___ Texto de origem
Desse modo, o que se evidencia não é o fim da novela —embora seu impacto seja menor agora—, mas a falência de um modelo importado dos Estados Unidos, que ganhou forma ainda no início do século 20.

Na época, estúdios de Hollywood, como a Warner Bros. e a Fox, se orgulhavam em ter em seus elencos fixos artistas como Charles Chaplin, Marilyn Monroe e Audrey Hepburn. O cenário mudou nos anos 1950, quando uma crise se instaurou no sistema, dando início ao processo de terceirização na produção dos filmes.

Com a falência, os atores foram demitidos das empresas. “Acaba a ideia de ver um filme de um estúdio específico pela presença de um determinado astro”, diz Rogério Ferraraz, professor de comunicação da Universidade Anhembi Morumbi.

Quando o modelo já estava em declínio, a Globo passou a adotá-lo —ditando o modo como as outras emissoras, como a Record e o SBT, empregariam seus artistas. Com o fim da TV Excelsior e as produções caseiras da TV Tupi, a Globo resolveu investir na contratação de um elenco de estrelas, constituindo, assim, uma Hollywood brasileira.
______
___ Dados fornecidos
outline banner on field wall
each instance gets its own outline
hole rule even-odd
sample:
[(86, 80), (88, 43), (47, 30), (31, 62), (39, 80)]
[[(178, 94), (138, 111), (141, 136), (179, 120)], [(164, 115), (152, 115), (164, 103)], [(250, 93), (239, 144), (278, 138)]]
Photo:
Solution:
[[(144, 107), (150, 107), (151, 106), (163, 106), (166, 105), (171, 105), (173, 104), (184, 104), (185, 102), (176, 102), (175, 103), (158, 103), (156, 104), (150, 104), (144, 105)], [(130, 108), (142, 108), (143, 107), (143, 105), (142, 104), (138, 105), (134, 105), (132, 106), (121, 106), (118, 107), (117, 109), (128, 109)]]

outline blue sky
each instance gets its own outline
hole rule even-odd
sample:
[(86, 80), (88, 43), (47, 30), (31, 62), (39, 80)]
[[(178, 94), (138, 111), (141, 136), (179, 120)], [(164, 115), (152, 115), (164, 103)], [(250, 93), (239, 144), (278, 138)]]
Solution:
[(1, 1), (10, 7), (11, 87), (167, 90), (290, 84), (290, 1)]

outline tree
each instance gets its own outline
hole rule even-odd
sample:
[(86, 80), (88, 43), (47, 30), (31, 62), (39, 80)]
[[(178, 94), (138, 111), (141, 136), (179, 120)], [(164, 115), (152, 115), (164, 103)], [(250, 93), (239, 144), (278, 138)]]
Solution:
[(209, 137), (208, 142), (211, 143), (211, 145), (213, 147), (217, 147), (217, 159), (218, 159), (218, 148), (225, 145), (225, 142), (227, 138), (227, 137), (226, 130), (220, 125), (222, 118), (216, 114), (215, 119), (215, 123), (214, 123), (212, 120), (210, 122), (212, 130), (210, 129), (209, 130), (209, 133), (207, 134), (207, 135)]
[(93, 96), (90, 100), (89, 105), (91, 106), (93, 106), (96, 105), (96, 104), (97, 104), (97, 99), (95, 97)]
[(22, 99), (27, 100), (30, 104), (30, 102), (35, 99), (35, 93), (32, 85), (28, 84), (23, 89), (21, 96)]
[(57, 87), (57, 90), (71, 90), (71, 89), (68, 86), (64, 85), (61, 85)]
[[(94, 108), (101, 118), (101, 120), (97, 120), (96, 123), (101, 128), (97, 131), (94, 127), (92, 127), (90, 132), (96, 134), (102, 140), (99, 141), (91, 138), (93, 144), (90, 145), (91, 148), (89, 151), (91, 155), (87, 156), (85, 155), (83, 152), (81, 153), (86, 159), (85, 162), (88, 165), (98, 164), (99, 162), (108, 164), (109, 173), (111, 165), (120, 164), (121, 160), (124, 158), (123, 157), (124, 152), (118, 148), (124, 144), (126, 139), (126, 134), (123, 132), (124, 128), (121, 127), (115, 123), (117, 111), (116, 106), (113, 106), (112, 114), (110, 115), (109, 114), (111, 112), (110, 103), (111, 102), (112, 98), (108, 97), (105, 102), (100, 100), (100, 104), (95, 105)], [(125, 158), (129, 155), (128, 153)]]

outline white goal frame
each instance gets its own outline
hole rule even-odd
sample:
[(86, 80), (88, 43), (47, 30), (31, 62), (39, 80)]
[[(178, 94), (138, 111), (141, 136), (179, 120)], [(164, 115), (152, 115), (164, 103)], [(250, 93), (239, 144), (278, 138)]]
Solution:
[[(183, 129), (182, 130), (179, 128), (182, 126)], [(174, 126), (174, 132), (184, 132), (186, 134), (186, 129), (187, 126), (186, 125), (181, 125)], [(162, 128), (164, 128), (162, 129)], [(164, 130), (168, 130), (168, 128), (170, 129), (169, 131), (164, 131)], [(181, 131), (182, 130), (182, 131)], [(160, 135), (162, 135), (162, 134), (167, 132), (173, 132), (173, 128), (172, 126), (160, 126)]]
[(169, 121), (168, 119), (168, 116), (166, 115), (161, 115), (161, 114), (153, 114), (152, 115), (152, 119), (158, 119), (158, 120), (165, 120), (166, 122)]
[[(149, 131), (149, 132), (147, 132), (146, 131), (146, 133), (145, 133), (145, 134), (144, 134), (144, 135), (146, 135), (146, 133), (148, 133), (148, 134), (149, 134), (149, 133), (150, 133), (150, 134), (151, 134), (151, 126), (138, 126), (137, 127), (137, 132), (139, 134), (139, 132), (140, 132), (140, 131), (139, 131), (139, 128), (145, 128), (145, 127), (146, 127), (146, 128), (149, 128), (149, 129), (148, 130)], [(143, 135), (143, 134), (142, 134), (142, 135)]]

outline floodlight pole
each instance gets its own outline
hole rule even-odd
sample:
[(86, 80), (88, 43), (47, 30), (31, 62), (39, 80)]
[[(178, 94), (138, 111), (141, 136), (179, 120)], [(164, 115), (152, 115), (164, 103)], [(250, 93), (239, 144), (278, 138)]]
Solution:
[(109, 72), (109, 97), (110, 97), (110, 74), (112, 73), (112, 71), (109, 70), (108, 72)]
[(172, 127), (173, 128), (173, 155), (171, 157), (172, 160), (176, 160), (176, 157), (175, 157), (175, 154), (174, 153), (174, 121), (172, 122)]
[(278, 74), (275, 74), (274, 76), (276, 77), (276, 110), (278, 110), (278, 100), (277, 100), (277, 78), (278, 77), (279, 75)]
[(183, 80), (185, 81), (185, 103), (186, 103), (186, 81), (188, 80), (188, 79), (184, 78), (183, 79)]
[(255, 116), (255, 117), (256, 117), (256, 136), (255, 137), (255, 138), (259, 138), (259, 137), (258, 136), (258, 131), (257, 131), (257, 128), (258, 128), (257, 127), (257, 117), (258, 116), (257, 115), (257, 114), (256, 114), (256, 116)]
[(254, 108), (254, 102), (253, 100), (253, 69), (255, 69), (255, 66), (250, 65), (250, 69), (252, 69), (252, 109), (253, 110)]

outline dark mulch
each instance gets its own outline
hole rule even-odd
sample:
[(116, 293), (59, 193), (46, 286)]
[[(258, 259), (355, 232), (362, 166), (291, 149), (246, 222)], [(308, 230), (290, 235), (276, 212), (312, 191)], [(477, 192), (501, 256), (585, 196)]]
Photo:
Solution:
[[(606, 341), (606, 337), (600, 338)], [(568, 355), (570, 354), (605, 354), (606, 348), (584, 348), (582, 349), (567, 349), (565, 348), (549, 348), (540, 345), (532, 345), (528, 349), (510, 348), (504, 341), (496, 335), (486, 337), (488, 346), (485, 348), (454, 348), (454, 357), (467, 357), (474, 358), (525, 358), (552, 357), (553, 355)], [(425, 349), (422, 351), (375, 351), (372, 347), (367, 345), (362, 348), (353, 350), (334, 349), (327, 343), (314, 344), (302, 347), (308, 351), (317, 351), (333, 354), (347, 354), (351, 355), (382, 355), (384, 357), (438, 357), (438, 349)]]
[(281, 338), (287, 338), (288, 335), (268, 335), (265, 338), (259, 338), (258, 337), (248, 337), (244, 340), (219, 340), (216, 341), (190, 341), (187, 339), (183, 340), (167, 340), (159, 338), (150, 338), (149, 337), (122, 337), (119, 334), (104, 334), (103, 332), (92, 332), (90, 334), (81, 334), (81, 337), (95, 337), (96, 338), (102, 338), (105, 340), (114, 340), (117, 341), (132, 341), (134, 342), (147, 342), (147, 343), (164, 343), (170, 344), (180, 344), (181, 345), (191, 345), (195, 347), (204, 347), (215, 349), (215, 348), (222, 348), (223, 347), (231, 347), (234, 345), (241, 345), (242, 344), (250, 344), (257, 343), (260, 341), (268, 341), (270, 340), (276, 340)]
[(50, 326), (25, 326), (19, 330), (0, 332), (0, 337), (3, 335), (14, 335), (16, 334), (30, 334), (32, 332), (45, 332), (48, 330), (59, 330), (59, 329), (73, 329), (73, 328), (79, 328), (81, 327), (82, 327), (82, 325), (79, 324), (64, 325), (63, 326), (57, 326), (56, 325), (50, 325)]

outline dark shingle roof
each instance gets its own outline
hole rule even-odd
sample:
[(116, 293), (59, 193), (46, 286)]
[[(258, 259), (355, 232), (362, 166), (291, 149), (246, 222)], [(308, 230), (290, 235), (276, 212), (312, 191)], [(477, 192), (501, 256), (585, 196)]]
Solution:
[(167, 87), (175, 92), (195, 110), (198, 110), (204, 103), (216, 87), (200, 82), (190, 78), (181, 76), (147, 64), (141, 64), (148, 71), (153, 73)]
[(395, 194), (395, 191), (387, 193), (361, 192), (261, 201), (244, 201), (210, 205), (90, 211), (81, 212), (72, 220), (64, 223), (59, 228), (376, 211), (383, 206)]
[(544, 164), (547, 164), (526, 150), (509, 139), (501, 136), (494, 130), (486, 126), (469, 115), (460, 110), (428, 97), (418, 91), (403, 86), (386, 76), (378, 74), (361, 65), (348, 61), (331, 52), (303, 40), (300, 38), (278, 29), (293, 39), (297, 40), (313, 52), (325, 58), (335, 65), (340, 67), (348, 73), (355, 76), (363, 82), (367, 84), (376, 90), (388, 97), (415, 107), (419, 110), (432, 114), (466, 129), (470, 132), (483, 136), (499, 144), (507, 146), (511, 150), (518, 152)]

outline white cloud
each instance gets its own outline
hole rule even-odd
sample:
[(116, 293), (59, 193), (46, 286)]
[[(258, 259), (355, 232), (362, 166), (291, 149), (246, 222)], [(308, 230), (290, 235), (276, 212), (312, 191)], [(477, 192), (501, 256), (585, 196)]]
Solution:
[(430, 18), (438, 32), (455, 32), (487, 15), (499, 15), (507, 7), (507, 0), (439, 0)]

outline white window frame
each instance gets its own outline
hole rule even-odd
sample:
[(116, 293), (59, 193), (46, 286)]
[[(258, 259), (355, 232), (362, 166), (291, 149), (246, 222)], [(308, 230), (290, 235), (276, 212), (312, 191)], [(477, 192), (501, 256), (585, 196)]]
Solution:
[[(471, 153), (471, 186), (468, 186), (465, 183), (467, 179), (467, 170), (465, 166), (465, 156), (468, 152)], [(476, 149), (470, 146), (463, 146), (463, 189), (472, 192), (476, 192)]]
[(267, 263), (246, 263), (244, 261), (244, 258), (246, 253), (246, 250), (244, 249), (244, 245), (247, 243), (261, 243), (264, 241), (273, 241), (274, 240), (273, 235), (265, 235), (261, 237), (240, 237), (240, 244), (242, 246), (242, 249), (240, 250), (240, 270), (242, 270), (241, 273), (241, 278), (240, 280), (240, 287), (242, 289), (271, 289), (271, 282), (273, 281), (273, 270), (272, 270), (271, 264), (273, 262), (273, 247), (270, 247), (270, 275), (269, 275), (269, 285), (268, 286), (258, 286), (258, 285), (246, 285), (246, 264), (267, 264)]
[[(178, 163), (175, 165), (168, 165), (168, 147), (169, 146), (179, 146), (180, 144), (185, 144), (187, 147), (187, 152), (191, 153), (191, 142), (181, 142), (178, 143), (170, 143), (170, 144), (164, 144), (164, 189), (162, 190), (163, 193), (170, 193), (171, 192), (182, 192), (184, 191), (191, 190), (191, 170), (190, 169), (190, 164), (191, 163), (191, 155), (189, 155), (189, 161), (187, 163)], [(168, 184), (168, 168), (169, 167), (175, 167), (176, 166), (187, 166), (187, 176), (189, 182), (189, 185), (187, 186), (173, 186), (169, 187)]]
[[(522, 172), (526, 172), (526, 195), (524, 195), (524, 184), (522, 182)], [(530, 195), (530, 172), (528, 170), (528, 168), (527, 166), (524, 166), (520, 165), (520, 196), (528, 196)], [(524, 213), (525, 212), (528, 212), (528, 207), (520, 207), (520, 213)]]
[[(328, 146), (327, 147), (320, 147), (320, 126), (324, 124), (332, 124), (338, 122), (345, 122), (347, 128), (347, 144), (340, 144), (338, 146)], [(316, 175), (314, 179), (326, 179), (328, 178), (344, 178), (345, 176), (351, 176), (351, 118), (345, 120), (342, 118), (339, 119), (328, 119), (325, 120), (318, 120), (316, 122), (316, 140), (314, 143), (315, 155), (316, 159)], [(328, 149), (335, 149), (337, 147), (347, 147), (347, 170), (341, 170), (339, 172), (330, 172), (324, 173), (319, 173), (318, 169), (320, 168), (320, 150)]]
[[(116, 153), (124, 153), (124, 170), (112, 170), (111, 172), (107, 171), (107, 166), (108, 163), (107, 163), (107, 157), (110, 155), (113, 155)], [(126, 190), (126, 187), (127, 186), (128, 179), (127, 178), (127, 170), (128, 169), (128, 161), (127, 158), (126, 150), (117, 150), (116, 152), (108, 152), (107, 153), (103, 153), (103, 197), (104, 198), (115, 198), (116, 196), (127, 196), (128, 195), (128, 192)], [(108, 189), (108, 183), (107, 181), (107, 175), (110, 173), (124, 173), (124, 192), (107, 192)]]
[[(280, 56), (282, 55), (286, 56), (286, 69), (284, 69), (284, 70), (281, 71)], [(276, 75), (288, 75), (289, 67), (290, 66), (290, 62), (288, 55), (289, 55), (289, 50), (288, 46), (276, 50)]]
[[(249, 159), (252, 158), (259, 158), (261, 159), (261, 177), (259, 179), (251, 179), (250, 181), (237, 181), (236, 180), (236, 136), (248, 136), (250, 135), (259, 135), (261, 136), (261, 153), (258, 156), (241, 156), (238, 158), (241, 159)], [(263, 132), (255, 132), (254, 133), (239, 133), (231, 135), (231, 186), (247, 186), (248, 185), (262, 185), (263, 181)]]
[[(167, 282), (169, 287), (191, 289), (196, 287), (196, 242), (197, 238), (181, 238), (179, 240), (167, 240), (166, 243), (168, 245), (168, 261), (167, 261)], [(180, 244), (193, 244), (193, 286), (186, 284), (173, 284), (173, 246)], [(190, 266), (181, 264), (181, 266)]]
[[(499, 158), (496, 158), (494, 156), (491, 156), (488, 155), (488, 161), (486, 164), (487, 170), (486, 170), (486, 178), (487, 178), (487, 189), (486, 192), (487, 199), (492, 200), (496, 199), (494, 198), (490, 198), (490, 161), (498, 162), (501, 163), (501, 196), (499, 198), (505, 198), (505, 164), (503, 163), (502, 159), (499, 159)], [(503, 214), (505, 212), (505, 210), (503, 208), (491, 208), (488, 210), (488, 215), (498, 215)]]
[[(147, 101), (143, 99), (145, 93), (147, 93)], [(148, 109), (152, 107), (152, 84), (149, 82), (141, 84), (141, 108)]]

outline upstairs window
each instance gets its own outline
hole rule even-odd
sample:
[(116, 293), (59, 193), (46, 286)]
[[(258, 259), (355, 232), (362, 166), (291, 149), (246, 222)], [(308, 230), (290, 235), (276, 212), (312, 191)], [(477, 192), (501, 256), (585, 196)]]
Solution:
______
__O que se pede__:
Redigite o texto sobre os elencos fixos, começando nas palavras "Desse modo, o" e parando depois de "produção dos filmes.". Baseie-se apenas no texto sobre os elencos fixos, sem usar a listagem.

__Resposta escrita__:
Desse modo, o que se evidencia não é o fim da novela —embora seu impacto seja menor agora—, mas a falência de um modelo importado dos Estados Unidos, que ganhou forma ainda no início do século 20.

Na época, estúdios de Hollywood, como a Warner Bros. e a Fox, se orgulhavam em ter em seus elencos fixos artistas como Charles Chaplin, Marilyn Monroe e Audrey Hepburn. O cenário mudou nos anos 1950, quando uma crise se instaurou no sistema, dando início ao processo de terceirização na produção dos filmes.